Prove that for any natural number $n, n !$ is a divisor of $ \prod_{k=0}^{n-1}\left(2^{n}-2^{k}\right) $
i have already seen it here $\prod_{i=0}^{n-1}(2^n-2^i)$ can be divided by $n!$ but my doubt is different.
Solution -
for $p=2$ we can easily prove that $v_{2}\left(\prod_{k=0}^{n-1}\left(2^{n}-2^{k}\right)\right)=\sum_{k=0}^{n-1} v_{2}\left(2^{n}-2^{k}\right) \geq n-1$ > $n-S_{2}(n)=e_{2}(n)$
let now $p>2$ ,and author proves that
$ v_{p}\left(\prod_{k=0}^{n-1}\left(2^{n}-2^{k}\right)\right) \geq\left\lfloor\frac{n}{p-1}\right\rfloor $ ( using FLT)
and
$ e_{p}(n)=\frac{n-s_{p}(n)}{p-1} \leq \frac{n-1}{p-1}<\frac{n}{p-1} $ and since $e_{p}(n)$ is an integer, we must have $ e_{p}(n) \leq\left\lfloor\frac{n}{p-1}\right\rfloor $
now i did not get this last step. why $ e_{p}(n) \leq\left\lfloor\frac{n}{p-1}\right\rfloor $ we know that $x>[x]$ so how we get reversed signs ???
thankyou
If you have an ineteger $n<5.5$ .Then it implies $n\le \lfloor5.5\rfloor=5$
This is the same thing.Since $e_p(n) < \frac{n}{p-1}$ and $e_p(n)$ is an integer .We have that, $e_p(n) \le \lfloor \frac{n}{p-1}\rfloor$

_ENTRIES SUPPLIED:_
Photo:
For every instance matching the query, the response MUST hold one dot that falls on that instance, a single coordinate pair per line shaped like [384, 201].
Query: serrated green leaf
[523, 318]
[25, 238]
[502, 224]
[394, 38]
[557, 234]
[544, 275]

* * *

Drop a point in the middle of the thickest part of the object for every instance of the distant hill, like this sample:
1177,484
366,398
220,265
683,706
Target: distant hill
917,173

--

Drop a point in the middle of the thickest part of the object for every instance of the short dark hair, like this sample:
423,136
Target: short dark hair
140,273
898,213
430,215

_EXERCISE:_ Rewrite the divisibility thread starting with "Prove that for" and going on through "reversed signs ???", putting "writer" wherever "author" appears. Answer from the divisibility thread alone, leaving the data aside.

_ANSWER FOR THIS EXERCISE:_
Prove that for any natural number $n, n !$ is a divisor of $ \prod_{k=0}^{n-1}\left(2^{n}-2^{k}\right) $
i have already seen it here $\prod_{i=0}^{n-1}(2^n-2^i)$ can be divided by $n!$ but my doubt is different.
Solution -
for $p=2$ we can easily prove that $v_{2}\left(\prod_{k=0}^{n-1}\left(2^{n}-2^{k}\right)\right)=\sum_{k=0}^{n-1} v_{2}\left(2^{n}-2^{k}\right) \geq n-1$ > $n-S_{2}(n)=e_{2}(n)$
let now $p>2$ ,and writer proves that
$ v_{p}\left(\prod_{k=0}^{n-1}\left(2^{n}-2^{k}\right)\right) \geq\left\lfloor\frac{n}{p-1}\right\rfloor $ ( using FLT)
and
$ e_{p}(n)=\frac{n-s_{p}(n)}{p-1} \leq \frac{n-1}{p-1}<\frac{n}{p-1} $ and since $e_{p}(n)$ is an integer, we must have $ e_{p}(n) \leq\left\lfloor\frac{n}{p-1}\right\rfloor $
now i did not get this last step. why $ e_{p}(n) \leq\left\lfloor\frac{n}{p-1}\right\rfloor $ we know that $x>[x]$ so how we get reversed signs ???